- _WORK ITEM_: Go through the material below, find each line with the word "dress", and copy those lines.

- _EXERCISE MATERIAL_:
==================================================
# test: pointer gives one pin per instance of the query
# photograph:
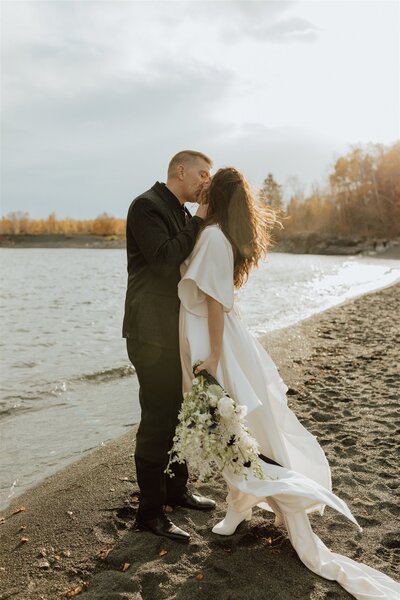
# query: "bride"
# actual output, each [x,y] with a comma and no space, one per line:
[297,480]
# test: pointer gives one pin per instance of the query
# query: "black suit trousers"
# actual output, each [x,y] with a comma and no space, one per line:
[160,395]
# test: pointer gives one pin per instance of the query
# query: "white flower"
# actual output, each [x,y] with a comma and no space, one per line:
[208,439]
[226,407]
[213,400]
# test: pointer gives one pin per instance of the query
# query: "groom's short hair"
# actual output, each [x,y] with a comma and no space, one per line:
[185,157]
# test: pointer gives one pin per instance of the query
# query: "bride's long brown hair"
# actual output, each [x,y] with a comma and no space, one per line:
[246,225]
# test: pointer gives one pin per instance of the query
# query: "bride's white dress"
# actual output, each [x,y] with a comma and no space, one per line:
[303,484]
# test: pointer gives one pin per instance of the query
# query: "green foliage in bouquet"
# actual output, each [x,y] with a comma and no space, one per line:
[211,433]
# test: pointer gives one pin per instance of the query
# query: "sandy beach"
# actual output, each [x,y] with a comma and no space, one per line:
[73,534]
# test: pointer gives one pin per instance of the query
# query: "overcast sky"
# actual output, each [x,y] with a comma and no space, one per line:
[98,95]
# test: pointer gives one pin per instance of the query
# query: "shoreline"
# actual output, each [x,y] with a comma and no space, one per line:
[340,369]
[298,244]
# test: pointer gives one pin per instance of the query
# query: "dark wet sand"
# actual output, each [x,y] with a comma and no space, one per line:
[342,369]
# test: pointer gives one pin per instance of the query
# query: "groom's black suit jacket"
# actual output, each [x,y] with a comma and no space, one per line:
[160,234]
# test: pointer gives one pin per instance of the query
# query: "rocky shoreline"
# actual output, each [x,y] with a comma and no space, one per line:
[74,532]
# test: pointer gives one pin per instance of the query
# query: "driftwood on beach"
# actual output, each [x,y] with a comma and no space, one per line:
[73,533]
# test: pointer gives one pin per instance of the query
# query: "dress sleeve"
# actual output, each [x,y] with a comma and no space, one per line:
[209,271]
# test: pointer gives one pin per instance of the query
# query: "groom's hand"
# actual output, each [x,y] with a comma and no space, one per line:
[210,365]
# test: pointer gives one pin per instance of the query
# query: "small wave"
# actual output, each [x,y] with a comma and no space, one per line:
[108,374]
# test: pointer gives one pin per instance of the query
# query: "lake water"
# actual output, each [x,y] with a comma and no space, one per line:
[66,383]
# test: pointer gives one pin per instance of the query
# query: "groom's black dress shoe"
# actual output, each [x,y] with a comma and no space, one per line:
[189,500]
[163,526]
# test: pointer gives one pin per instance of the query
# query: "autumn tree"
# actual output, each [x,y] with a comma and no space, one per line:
[271,193]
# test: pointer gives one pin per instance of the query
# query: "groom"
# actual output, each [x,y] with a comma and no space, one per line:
[160,234]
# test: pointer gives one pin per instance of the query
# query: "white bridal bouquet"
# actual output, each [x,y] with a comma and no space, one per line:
[211,432]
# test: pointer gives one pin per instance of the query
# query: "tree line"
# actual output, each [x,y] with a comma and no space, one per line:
[20,224]
[360,198]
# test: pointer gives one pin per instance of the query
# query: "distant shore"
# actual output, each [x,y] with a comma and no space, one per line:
[74,531]
[306,243]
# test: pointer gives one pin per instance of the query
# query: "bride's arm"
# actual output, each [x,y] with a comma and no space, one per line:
[216,331]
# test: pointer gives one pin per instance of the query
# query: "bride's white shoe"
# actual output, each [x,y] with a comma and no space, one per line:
[232,519]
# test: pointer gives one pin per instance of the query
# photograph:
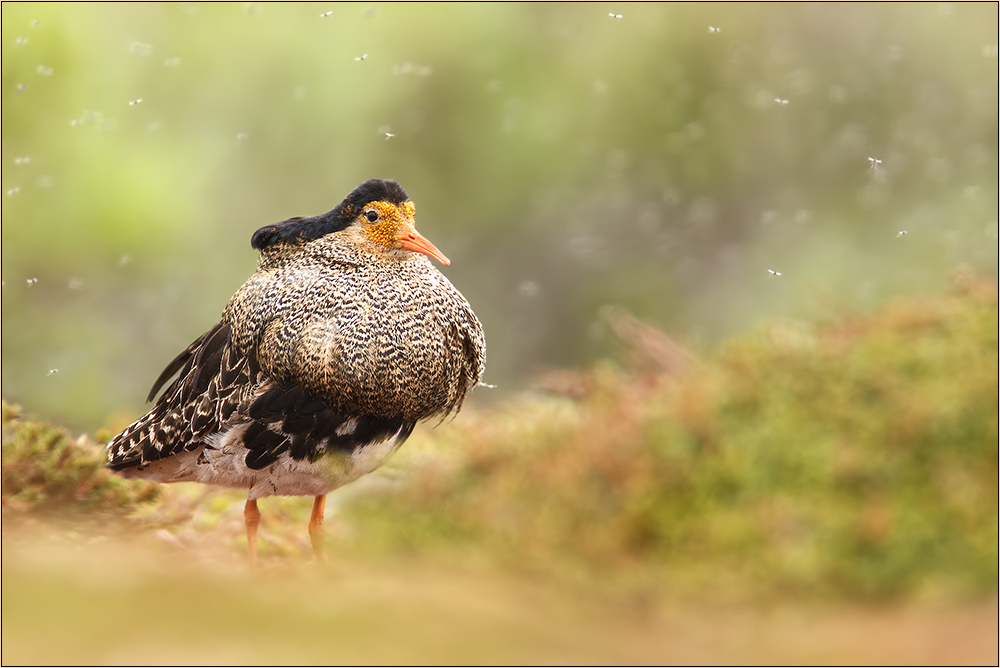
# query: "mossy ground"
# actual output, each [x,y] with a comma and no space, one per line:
[843,472]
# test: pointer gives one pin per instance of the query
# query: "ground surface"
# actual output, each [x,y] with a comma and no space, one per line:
[80,595]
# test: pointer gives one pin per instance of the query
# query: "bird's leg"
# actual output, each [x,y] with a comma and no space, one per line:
[252,516]
[316,534]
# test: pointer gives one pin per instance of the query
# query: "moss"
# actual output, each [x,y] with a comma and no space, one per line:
[857,456]
[45,471]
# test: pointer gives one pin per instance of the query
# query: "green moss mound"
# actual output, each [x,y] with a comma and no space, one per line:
[47,471]
[856,457]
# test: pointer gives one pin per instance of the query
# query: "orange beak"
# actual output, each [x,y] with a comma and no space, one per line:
[412,240]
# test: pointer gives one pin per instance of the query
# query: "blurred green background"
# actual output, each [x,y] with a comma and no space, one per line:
[809,477]
[563,158]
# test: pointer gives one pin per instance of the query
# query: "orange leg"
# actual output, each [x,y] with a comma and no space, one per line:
[252,516]
[316,533]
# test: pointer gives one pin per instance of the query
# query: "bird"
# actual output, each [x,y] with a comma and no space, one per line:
[320,366]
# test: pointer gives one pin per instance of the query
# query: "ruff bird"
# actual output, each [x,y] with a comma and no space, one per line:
[321,365]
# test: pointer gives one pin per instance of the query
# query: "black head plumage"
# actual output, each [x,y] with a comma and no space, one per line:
[338,218]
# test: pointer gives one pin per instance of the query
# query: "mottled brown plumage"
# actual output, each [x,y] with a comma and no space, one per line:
[321,364]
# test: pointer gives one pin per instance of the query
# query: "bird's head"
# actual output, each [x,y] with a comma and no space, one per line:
[378,215]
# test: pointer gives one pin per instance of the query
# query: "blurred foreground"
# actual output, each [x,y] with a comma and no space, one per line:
[70,598]
[809,493]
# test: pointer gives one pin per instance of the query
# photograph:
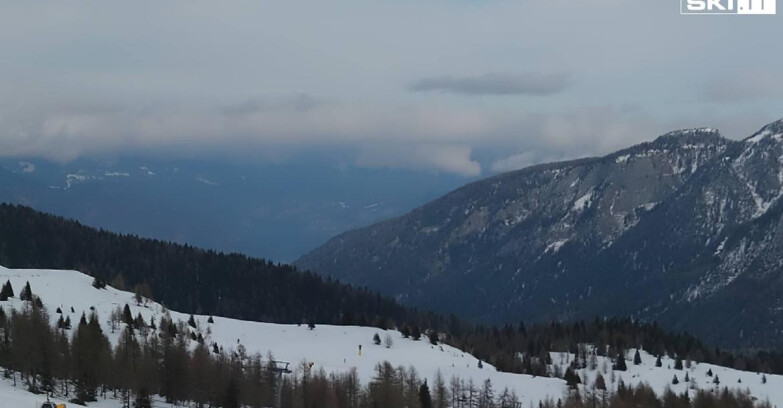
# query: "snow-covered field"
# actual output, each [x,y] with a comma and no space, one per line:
[335,348]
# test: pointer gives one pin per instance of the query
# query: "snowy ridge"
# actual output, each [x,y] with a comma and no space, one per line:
[661,378]
[333,348]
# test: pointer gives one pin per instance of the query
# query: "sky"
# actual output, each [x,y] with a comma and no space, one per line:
[463,87]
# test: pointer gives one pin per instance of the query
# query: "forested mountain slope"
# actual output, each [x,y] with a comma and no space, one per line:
[685,230]
[187,278]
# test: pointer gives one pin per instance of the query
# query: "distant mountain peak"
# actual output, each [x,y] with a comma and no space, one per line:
[772,131]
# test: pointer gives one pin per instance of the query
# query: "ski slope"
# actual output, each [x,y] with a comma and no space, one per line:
[333,348]
[336,348]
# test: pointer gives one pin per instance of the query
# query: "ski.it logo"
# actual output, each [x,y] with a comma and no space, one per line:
[730,7]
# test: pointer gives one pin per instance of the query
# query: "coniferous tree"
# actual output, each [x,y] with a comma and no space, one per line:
[192,322]
[142,399]
[127,316]
[425,400]
[98,283]
[6,292]
[620,362]
[26,293]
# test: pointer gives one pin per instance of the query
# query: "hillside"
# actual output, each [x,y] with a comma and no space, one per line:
[684,230]
[334,348]
[187,278]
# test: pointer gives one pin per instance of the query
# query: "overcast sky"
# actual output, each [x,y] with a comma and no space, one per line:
[466,87]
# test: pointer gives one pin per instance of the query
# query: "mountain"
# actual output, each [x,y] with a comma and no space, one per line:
[278,211]
[685,230]
[326,350]
[187,278]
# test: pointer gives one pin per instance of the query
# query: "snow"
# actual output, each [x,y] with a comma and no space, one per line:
[583,201]
[335,348]
[764,134]
[622,159]
[27,167]
[205,181]
[555,246]
[660,378]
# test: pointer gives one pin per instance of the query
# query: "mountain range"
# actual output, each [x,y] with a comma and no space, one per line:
[685,230]
[273,210]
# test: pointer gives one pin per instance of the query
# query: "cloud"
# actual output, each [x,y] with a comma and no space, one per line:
[514,162]
[448,158]
[495,84]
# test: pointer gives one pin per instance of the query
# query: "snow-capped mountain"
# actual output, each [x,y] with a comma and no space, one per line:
[685,230]
[335,348]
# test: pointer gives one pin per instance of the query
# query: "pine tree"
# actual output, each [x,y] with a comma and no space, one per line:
[6,292]
[620,365]
[142,399]
[416,334]
[98,283]
[26,293]
[127,316]
[425,400]
[571,378]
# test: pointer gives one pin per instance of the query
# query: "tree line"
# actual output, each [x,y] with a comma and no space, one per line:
[170,360]
[200,281]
==================================================
- _REPLY TO THE EXERCISE_:
# query: "bride's white dress"
# query: "dress sleeve"
# query: "groom's black dress shoe"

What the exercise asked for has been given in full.